**REQUIRED WORK**
Recast every line of the items below as a numbered list, skipping blank lines. Leave the pictures out of your answer.
[SUPPLIED INFORMATION start]
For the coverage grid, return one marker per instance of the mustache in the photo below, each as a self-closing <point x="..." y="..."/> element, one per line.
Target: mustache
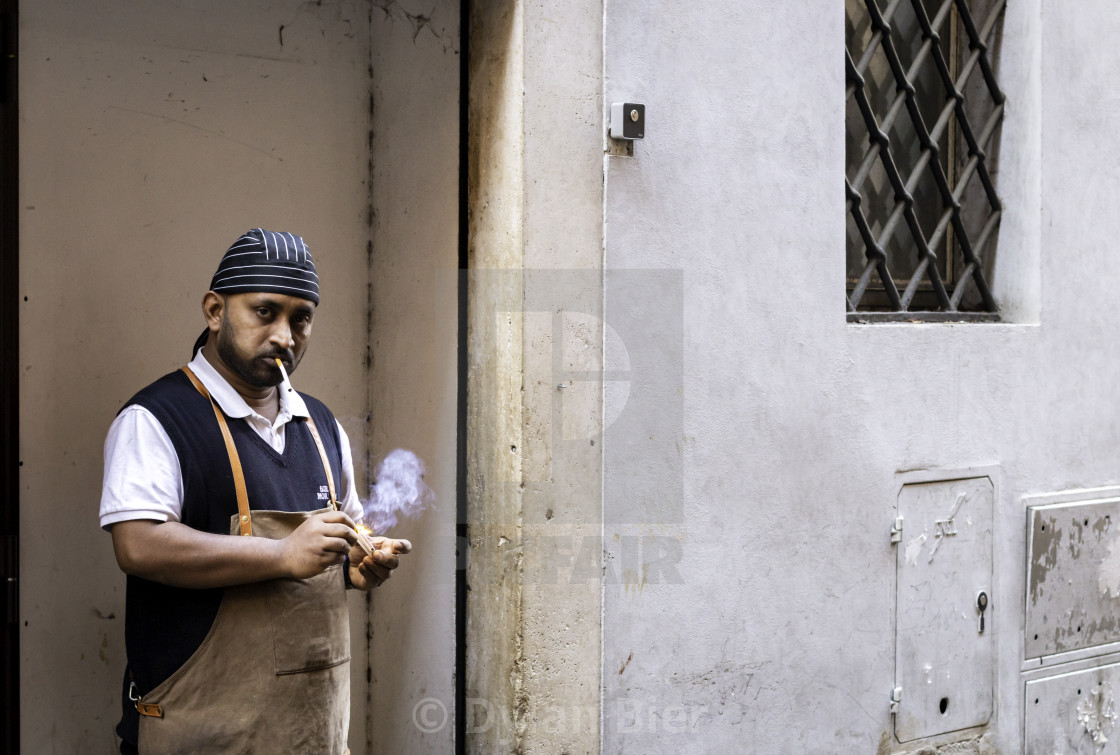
<point x="285" y="355"/>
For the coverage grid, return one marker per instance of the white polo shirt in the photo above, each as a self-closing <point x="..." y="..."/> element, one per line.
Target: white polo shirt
<point x="142" y="477"/>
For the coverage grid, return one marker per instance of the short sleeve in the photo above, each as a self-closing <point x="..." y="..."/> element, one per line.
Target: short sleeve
<point x="142" y="478"/>
<point x="350" y="501"/>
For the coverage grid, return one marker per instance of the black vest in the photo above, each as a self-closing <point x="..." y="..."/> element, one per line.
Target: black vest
<point x="164" y="625"/>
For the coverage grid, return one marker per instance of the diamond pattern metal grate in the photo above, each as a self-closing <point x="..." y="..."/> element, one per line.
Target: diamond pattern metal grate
<point x="921" y="198"/>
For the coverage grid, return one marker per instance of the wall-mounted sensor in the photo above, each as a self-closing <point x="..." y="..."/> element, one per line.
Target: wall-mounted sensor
<point x="627" y="120"/>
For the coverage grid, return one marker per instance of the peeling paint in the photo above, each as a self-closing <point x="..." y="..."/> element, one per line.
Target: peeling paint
<point x="914" y="548"/>
<point x="1097" y="714"/>
<point x="1109" y="576"/>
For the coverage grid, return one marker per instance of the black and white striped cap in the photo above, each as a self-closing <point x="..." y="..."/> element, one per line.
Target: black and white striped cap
<point x="269" y="261"/>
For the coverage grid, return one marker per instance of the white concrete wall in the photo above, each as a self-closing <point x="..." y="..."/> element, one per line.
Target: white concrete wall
<point x="778" y="637"/>
<point x="151" y="136"/>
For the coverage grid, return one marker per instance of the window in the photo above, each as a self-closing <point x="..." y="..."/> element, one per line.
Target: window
<point x="923" y="118"/>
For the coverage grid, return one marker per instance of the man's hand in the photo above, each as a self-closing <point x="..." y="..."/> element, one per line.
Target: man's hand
<point x="370" y="571"/>
<point x="174" y="553"/>
<point x="319" y="542"/>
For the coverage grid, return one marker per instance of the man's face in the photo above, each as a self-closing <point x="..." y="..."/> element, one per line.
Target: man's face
<point x="257" y="328"/>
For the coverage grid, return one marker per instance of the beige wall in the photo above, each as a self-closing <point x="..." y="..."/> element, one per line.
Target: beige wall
<point x="413" y="381"/>
<point x="152" y="134"/>
<point x="535" y="397"/>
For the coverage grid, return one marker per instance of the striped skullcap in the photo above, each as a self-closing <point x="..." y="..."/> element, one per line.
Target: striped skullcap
<point x="269" y="261"/>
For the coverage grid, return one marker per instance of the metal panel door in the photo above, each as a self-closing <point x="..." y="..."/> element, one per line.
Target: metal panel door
<point x="943" y="632"/>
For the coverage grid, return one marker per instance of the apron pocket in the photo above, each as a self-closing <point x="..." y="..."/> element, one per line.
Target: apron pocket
<point x="310" y="623"/>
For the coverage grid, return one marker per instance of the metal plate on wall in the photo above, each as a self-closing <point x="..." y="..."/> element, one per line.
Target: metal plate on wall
<point x="1073" y="714"/>
<point x="943" y="660"/>
<point x="1073" y="576"/>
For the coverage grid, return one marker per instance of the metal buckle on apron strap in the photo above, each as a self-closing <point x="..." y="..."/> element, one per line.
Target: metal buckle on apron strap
<point x="143" y="708"/>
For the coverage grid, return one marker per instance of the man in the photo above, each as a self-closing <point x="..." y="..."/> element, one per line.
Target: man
<point x="220" y="494"/>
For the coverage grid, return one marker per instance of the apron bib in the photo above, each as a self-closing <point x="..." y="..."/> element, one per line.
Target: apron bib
<point x="271" y="677"/>
<point x="272" y="674"/>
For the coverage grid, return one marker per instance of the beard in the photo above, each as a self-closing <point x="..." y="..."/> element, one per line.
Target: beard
<point x="258" y="370"/>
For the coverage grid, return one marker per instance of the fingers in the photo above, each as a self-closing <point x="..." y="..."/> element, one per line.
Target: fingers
[SUPPLIED INFORMATION end]
**WRITTEN SOLUTION**
1. For the coverage grid, return one marker per instance of the mustache in the photo below, each as a self-closing <point x="..." y="..."/> element, one per line.
2. Target: mustache
3. <point x="285" y="355"/>
4. For the coverage grid, return one marker per instance of the white polo shirt in the photo above, each as a self-closing <point x="..." y="..."/> element, one per line.
5. Target: white polo shirt
6. <point x="142" y="477"/>
7. For the coverage grid, return one marker per instance of the short sleeve in the photo above, each as a self-closing <point x="..." y="..."/> element, one per line.
8. Target: short sleeve
9. <point x="142" y="478"/>
10. <point x="350" y="501"/>
11. For the coverage grid, return one marker per instance of the black vest in the photo above, each as a self-closing <point x="..." y="..."/> element, one per line.
12. Target: black vest
13. <point x="164" y="625"/>
14. For the coverage grid, return one marker per instance of the diamond pattern metal grate in the photo above, each as a self-closing <point x="..." y="..."/> element, one per line.
15. Target: diamond pattern metal grate
16. <point x="921" y="198"/>
17. For the coverage grid, return one marker per instance of the wall-mounted sensor in the photo above, each as a self-closing <point x="..." y="..."/> element, one per line.
18. Target: wall-mounted sensor
19. <point x="627" y="120"/>
20. For the coverage grid, return one marker per instance of the peeling paint in the photo above, each as a self-closing <point x="..." y="..."/> element, one per line.
21. Target: peeling paint
22. <point x="914" y="548"/>
23. <point x="1097" y="714"/>
24. <point x="1109" y="576"/>
25. For the coverage grid, return one marker per instance of the black and white striped cap in the photo above, each as a self-closing <point x="..." y="..."/> element, one per line.
26. Target: black and white striped cap
27. <point x="269" y="261"/>
28. For the coverage grid, return one marker per instance of the white concrete wall in the photo above, each as a self-closing <point x="..." y="..."/> element, one per line.
29. Target: white concrete wall
30. <point x="778" y="637"/>
31. <point x="151" y="136"/>
32. For the coverage grid, return one marker per instance of the window in the photo above, each as a self-closing <point x="..." y="..."/> element, one per line.
33. Target: window
34. <point x="923" y="118"/>
35. For the coverage grid, return one marker per instance of the man's hand in the photo above, each as a self-closing <point x="..." y="..."/> element, one per line.
36. Target: man's hand
37. <point x="370" y="571"/>
38. <point x="174" y="553"/>
39. <point x="319" y="542"/>
40. For the coverage grid, return one marker per instance of the man's face in the photo above, each as a self-closing <point x="..." y="..."/> element, one per line.
41. Target: man's face
42. <point x="257" y="328"/>
43. For the coverage grid, return one marker per instance of the beige wall in the photo above, each as a self-closing <point x="..." y="..."/> element, one per line.
44. Target: beige wall
45. <point x="413" y="381"/>
46. <point x="152" y="134"/>
47. <point x="535" y="397"/>
48. For the coverage grid, return one marker per instance of the striped skullcap in the photo above, each as a self-closing <point x="..." y="..."/> element, one per line.
49. Target: striped skullcap
50. <point x="269" y="261"/>
51. For the coverage grid, return one marker per instance of the metal panel door in the photo above, each as a self-closing <point x="..." y="..."/> element, one per line.
52. Target: metal panel door
53. <point x="943" y="632"/>
54. For the coverage grid, return one marker per instance of the apron pocket in the photo above, each as a self-closing <point x="..." y="..."/> element, one per line.
55. Target: apron pocket
56. <point x="310" y="623"/>
57. For the coverage grid, return one marker per instance of the metal plate on wall in the photo above, each as a self-closing <point x="..." y="..."/> element, one per line.
58. Target: metal plate on wall
59. <point x="1073" y="714"/>
60. <point x="943" y="660"/>
61. <point x="1073" y="576"/>
62. For the coverage grid, return one marker per instance of the metal buckle on apron strap in the photo above, each as a self-closing <point x="..." y="..."/> element, one per line.
63. Target: metal buckle on apron strap
64. <point x="143" y="708"/>
65. For the coverage grid, return one marker per instance of the man in the photo above, each as a self-closing <point x="..." y="..."/> element, one per line.
66. Target: man
67. <point x="220" y="494"/>
68. For the coverage grid, return one marker per instance of the apron bib in the photo above, each as a self-closing <point x="..." y="..."/> element, one per line.
69. Target: apron bib
70. <point x="271" y="677"/>
71. <point x="272" y="674"/>
72. For the coverage grid, return one marker per instance of the beard in the photo above, each as a self-closing <point x="..." y="..."/> element, one per line.
73. Target: beard
74. <point x="258" y="370"/>
75. For the coverage grid, return one marker per instance of the fingers in the photo above, each as a self-closing <point x="..." y="..."/> element, one per line.
76. Target: fingers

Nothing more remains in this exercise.